■ SELECTION
· · · · · · ·

Make sure you have 240 to the unit. Do not test by reading 120 from each leg to ground or neutral. Read across both hot legs and verify the 240.


----------



## bkvanbek (Jul 25, 2010)

It is new construction, wired it myself. I have two 120 legs to the range. How can't I have 240v? How would I check?


----------



## Master of Cold (Aug 7, 2011)

You would have to read across both 120 legs with a volt meter.


----------



## rjniles (Feb 5, 2007)

bkvanbek said:


> It is new construction, wired it myself. I have two 120 legs to the range. How can't I have 240v? How would I check?


If you have 2 hots from the same leg of the panel, you will not get 240. This can happen if you do not use a 2 pole breaker or you use a 2 pole tandem in the wrong position.


----------



## bkvanbek (Jul 25, 2010)

I used a 6-3 w/ground and a 50amp two pole breaker. it is getting 240v.


----------



## hardwareman (Oct 9, 2010)

check to see if you are getting 240 v to the element


----------



## Jacques (Jul 9, 2008)

There's a thermal fuse mounted on the back of oven behind inner panel [2 red wires] that controls L2-test with ohm meter. if open- jump that out and see if oven comes on or codes out. they're real touchy and usually pop in self clean..blower has to work- properly- to keep oven chassis cool enough.....that free connector is for factory test.


----------



## bkvanbek (Jul 25, 2010)

The thermal fuse has power in each wire so it must be closed. I have not found my multi-tester yet. but a current detector beeps only at the thermal fuse, the elements are getting nothing.


----------



## rjniles (Feb 5, 2007)

bkvanbek said:


> The thermal fuse has power in each wire so it must be closed. I have not found my multi-tester yet. but a current detector beeps only at the thermal fuse, the elements are getting nothing.


Not a valid test. The fuse could be open and you are seeing voltage from both legs, one leg on each side of the fuse. You need that meter, test continuity of the fuse with the power off.


----------



## hardwareman (Oct 9, 2010)

you can not test with current tester. find a multimeter and check fuse with 1 wire unattached. while your back there do the same on the bake element


----------



## bkvanbek (Jul 25, 2010)

I found the multi-tester, not that I am great with it. But I had next to no resistance through the thermal fuse. The main heating element had about 28 ohms and the broiler about 20. I verified I have 244v going between the two legs of the plug.

· · · · · · ·

■ PROVIDED MATERIAL

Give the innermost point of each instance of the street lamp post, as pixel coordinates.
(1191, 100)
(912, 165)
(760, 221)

· · · · · · ·

■ WHAT NEEDS TO BE DONE
Please answer these questions from the thread, marking each answer with the matching letter:
(a) What size two pole breaker did bkvanbek use for the range?
(b) According to Jacques, where is the thermal fuse mounted?
(c) What resistance reading did bkvanbek get on the main heating element?

■ SOLUTION
(a) A 50 amp two pole breaker.
(b) On the back of the oven, behind the inner panel.
(c) About 28 ohms.